_INSTRUCTIONS FOR THE TASK_
Write out every one of the records below again, word for word, with nothing changed.

_RECORDS_
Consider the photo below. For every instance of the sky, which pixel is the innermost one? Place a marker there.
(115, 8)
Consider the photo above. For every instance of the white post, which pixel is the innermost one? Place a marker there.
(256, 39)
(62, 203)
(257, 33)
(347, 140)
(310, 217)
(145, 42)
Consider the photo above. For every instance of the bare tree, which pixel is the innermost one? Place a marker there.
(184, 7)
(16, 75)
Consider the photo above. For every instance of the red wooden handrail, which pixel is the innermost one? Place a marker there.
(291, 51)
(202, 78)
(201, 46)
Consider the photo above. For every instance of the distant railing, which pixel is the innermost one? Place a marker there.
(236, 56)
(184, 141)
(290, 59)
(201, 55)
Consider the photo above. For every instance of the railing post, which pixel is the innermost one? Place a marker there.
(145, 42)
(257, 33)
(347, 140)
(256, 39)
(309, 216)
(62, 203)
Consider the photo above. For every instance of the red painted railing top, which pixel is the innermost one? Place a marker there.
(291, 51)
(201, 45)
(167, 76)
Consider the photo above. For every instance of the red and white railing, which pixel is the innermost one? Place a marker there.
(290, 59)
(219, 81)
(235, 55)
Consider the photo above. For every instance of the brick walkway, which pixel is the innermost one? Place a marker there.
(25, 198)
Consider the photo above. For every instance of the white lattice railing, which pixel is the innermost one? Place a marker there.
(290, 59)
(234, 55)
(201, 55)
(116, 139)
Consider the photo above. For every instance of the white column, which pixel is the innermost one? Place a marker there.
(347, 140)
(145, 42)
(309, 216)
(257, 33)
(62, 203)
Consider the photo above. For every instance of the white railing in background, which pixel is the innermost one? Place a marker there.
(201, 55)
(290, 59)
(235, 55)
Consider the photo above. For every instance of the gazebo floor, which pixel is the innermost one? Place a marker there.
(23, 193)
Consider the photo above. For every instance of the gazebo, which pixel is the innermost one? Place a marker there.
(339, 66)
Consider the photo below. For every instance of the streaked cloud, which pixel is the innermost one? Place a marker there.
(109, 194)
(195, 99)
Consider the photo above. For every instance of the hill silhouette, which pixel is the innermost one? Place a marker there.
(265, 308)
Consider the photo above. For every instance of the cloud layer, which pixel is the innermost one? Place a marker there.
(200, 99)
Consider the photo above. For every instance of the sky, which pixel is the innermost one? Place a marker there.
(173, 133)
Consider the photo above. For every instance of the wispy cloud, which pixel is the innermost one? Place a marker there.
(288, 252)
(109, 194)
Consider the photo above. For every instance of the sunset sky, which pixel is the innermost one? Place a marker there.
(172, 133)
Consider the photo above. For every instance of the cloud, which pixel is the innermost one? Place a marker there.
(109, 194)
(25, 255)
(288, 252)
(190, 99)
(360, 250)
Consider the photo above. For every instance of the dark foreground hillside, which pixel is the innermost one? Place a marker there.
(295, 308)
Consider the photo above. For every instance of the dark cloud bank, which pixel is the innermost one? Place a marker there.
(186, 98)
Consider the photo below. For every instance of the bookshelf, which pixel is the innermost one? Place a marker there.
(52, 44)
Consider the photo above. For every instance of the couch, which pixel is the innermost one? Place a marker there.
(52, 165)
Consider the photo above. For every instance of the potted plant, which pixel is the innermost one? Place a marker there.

_EXERCISE ANSWER_
Consider the photo below. For every instance of the sky, which pixel is the innermost one? Place a marker there.
(115, 8)
Consider the photo above. For every instance of the white post, which pixel is the innermost one? Place a marker there.
(256, 39)
(62, 203)
(257, 33)
(347, 140)
(310, 217)
(145, 42)
Consider the photo above. For every instance of the bare tree, which pixel is the innermost one? Place a marker there.
(184, 7)
(16, 75)
Consider the photo above. For every instance of the red wooden handrail, which pixel is the innermost one? Place a marker there.
(291, 51)
(202, 78)
(201, 46)
Consider the photo above. For every instance of the distant railing, which pixel is the innermost one? Place a marker there.
(236, 56)
(184, 141)
(290, 59)
(201, 55)
Consider the photo above. For every instance of the railing post, which pixel is the innermost one? Place a marker there.
(145, 42)
(257, 33)
(347, 140)
(256, 39)
(309, 216)
(62, 203)
Consider the photo above. For every instance of the red painted railing top, which pixel is the innermost one? Place a marker there.
(291, 51)
(201, 45)
(167, 76)
Consider the photo above. For every instance of the red and white railing, which pixel is the innermost one? Place a marker there.
(290, 59)
(219, 81)
(235, 55)
Consider the photo above. For every instance of the brick walkway, which pixel is the innermost one? Place a marker there.
(25, 198)
Consider the photo above. For every instance of the white lattice railing, which pixel is the innermost one? Place a marker there.
(290, 59)
(234, 55)
(201, 55)
(116, 139)
Consider the photo above. For every instance of the white column, which pixel is the innermost one? Place a marker there.
(347, 140)
(145, 42)
(309, 216)
(257, 33)
(62, 203)
Consider the photo above. For every instance of the white railing in background, which pixel is the innermost one? Place a marker there.
(201, 55)
(290, 59)
(235, 55)
Consider the photo above. For every instance of the gazebo floor, which pixel is the innermost one? Place a marker there.
(23, 193)
Consider the photo above. For every instance of the gazebo, which pixel is the innermost one? Place a marker there.
(339, 66)
Consider the photo below. For every instance of the streaked cloud, which pixel is the innermost one? Place a marker there.
(109, 194)
(195, 99)
Consider the photo above. For every instance of the hill silhouette, which pixel is the innermost one? Place a marker there.
(265, 308)
Consider the photo above. For every instance of the cloud layer, which pixel is the innermost one? Place a marker there.
(200, 99)
Consider the photo above. For every instance of the sky, which pixel is the innermost one? Place a marker there.
(173, 133)
Consider the photo above. For every instance of the wispy cloud, which pixel is the innermost one? Place a marker there.
(288, 252)
(109, 194)
Consider the photo above. For every instance of the sunset sky, which pixel is the innermost one? Place a marker there.
(172, 133)
Consider the photo above. For every instance of the cloud, which pixel is the innermost one? Place a marker there.
(109, 194)
(25, 255)
(288, 252)
(190, 99)
(360, 250)
Consider the photo above. For every instance of the dark foreground hillside, which pixel is the innermost one? Place a marker there.
(295, 308)
Consider the photo above. For every instance of the dark cloud bank, which pixel is the innermost one? Place a marker there.
(186, 98)
Consider the photo below. For every instance of the bookshelf, which pixel is the innermost one? Place a marker there.
(52, 44)
Consider the photo above. For every instance of the couch, which pixel is the innermost one? Place a marker there.
(52, 165)
Consider the photo above. For every instance of the potted plant, which pixel is the innermost one? Place a marker there.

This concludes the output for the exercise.